Set down, word for word, the line with "Objective: a point on each instance of the chair" and the lines after it through the final line of the data below, without pictures.

☆ ☆ ☆

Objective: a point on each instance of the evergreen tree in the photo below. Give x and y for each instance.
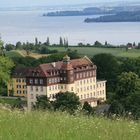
(48, 41)
(88, 110)
(61, 42)
(36, 41)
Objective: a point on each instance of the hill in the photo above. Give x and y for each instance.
(91, 51)
(133, 16)
(53, 126)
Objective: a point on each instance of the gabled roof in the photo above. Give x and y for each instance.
(20, 72)
(44, 69)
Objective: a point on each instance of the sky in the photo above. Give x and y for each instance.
(19, 3)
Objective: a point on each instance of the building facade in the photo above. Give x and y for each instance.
(78, 76)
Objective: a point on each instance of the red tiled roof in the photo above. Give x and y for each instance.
(49, 67)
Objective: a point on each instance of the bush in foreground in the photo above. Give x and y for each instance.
(53, 126)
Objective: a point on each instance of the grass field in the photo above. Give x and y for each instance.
(91, 51)
(57, 126)
(22, 53)
(8, 101)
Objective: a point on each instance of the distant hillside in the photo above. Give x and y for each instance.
(86, 11)
(94, 11)
(133, 16)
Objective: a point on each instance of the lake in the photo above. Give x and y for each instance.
(26, 25)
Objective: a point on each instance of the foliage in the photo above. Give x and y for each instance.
(18, 104)
(39, 125)
(87, 109)
(127, 84)
(107, 68)
(67, 101)
(43, 103)
(5, 68)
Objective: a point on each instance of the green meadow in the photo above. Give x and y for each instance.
(61, 126)
(91, 51)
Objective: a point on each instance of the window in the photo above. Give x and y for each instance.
(84, 74)
(91, 87)
(71, 88)
(91, 80)
(71, 72)
(41, 81)
(36, 89)
(71, 79)
(56, 87)
(77, 76)
(90, 94)
(31, 81)
(24, 92)
(80, 75)
(32, 96)
(18, 92)
(90, 73)
(31, 88)
(36, 81)
(41, 88)
(50, 88)
(78, 90)
(84, 88)
(85, 96)
(55, 80)
(50, 81)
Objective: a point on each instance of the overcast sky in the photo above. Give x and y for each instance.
(14, 3)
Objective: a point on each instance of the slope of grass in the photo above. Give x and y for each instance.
(91, 51)
(13, 53)
(59, 126)
(22, 53)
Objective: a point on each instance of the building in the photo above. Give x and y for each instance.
(78, 76)
(17, 85)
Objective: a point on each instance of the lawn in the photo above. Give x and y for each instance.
(91, 51)
(8, 101)
(60, 126)
(22, 53)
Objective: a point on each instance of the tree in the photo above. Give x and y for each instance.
(108, 69)
(127, 84)
(61, 42)
(5, 69)
(43, 103)
(1, 47)
(9, 47)
(18, 104)
(36, 41)
(18, 45)
(48, 41)
(116, 108)
(98, 44)
(87, 109)
(133, 105)
(67, 101)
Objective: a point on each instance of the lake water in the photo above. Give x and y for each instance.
(26, 25)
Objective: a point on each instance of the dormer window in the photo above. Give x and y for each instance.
(31, 81)
(36, 81)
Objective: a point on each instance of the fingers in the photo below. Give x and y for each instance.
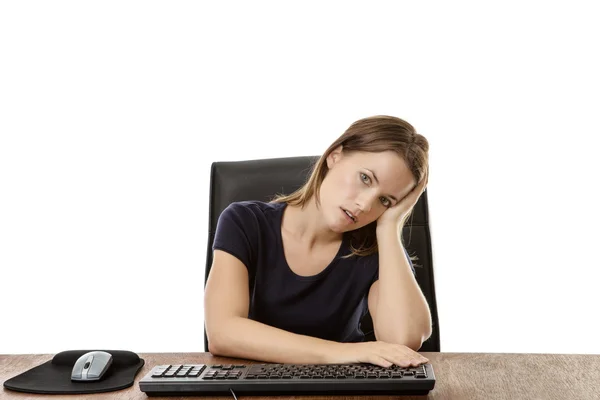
(379, 360)
(406, 357)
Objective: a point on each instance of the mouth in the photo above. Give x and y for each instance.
(349, 216)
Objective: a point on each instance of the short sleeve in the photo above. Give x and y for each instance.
(235, 234)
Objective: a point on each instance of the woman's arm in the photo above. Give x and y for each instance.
(230, 332)
(398, 307)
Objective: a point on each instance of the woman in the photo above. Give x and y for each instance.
(291, 279)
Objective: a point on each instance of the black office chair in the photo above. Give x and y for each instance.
(232, 181)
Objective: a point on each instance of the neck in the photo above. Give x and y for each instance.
(306, 225)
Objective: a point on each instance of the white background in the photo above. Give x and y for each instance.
(112, 112)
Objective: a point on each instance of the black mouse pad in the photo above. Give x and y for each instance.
(54, 376)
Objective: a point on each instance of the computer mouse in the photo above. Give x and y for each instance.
(91, 366)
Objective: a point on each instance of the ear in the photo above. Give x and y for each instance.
(334, 156)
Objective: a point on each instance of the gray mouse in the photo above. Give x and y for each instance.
(91, 366)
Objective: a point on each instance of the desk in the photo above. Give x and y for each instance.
(464, 376)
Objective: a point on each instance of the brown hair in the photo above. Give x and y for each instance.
(374, 134)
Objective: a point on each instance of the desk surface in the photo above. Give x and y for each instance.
(458, 376)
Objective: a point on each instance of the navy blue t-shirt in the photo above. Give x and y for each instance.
(328, 305)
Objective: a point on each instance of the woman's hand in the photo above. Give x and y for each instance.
(396, 214)
(378, 353)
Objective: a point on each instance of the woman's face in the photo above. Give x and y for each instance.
(363, 184)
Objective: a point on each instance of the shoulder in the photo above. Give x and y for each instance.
(252, 209)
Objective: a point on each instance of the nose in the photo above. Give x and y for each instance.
(364, 203)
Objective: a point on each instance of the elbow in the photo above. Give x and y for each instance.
(413, 340)
(216, 341)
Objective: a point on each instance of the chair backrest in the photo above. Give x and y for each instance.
(232, 181)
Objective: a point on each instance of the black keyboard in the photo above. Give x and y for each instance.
(287, 379)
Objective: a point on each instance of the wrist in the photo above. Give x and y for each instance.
(334, 353)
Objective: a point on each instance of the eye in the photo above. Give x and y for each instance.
(365, 178)
(385, 201)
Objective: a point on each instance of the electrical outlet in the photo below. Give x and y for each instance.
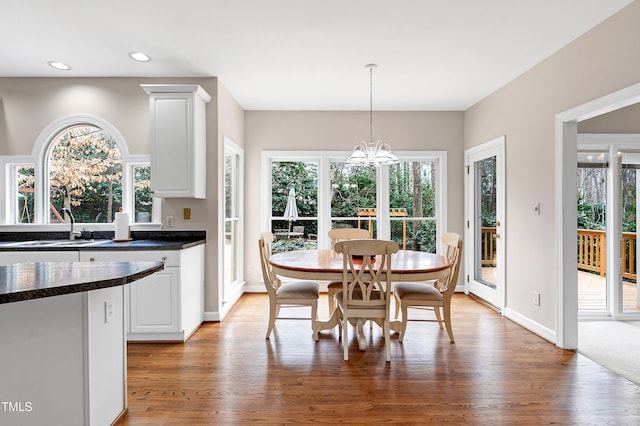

☆ ☆ ☆

== Exercise response ==
Objective: a point on each instance of the chair backrest in the photo above. Give x and y for each instance.
(232, 181)
Objective: a point on each instance of the black keyboard in the photo above. Give x and y for each instance.
(287, 379)
Objective: a point on each instance of the wrist in the photo above. Give x and y for each instance.
(334, 353)
Objective: a point on each instance of the eye in the photo above. Give x and y for each instance.
(365, 178)
(385, 201)
Objective: a point on each instance of the electrical outlet in the photo below. Give x and y for each instance.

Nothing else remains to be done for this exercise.